[start of INPUT RECORDS]
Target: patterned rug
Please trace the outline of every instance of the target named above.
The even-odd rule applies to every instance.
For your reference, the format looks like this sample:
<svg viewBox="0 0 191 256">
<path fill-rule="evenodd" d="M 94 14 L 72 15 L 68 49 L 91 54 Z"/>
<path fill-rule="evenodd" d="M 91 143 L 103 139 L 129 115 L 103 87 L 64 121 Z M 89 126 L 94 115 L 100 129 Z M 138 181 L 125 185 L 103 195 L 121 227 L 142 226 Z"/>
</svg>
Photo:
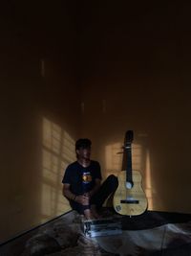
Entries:
<svg viewBox="0 0 191 256">
<path fill-rule="evenodd" d="M 191 256 L 191 215 L 147 211 L 130 218 L 111 209 L 102 214 L 120 218 L 121 234 L 88 238 L 81 217 L 71 211 L 3 244 L 0 256 Z"/>
</svg>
[end of INPUT RECORDS]
→ **EXERCISE TASK**:
Reproduce every line of the items above word for word, leaving out the pictures.

→ **COMPLETED EXERCISE**:
Target: patterned rug
Please trace the outline of every instance of the target named above.
The even-odd rule applies to every instance.
For your reference, the format looks like this sample:
<svg viewBox="0 0 191 256">
<path fill-rule="evenodd" d="M 94 14 L 72 15 L 68 49 L 91 54 Z"/>
<path fill-rule="evenodd" d="M 91 143 L 103 139 L 129 115 L 103 87 L 64 121 Z M 89 126 L 94 115 L 100 129 Z M 138 181 L 125 185 L 103 195 L 121 227 L 142 226 Z"/>
</svg>
Photo:
Entries:
<svg viewBox="0 0 191 256">
<path fill-rule="evenodd" d="M 191 256 L 191 215 L 147 211 L 130 218 L 111 209 L 102 214 L 120 218 L 121 234 L 88 238 L 81 217 L 71 211 L 3 244 L 0 256 Z"/>
</svg>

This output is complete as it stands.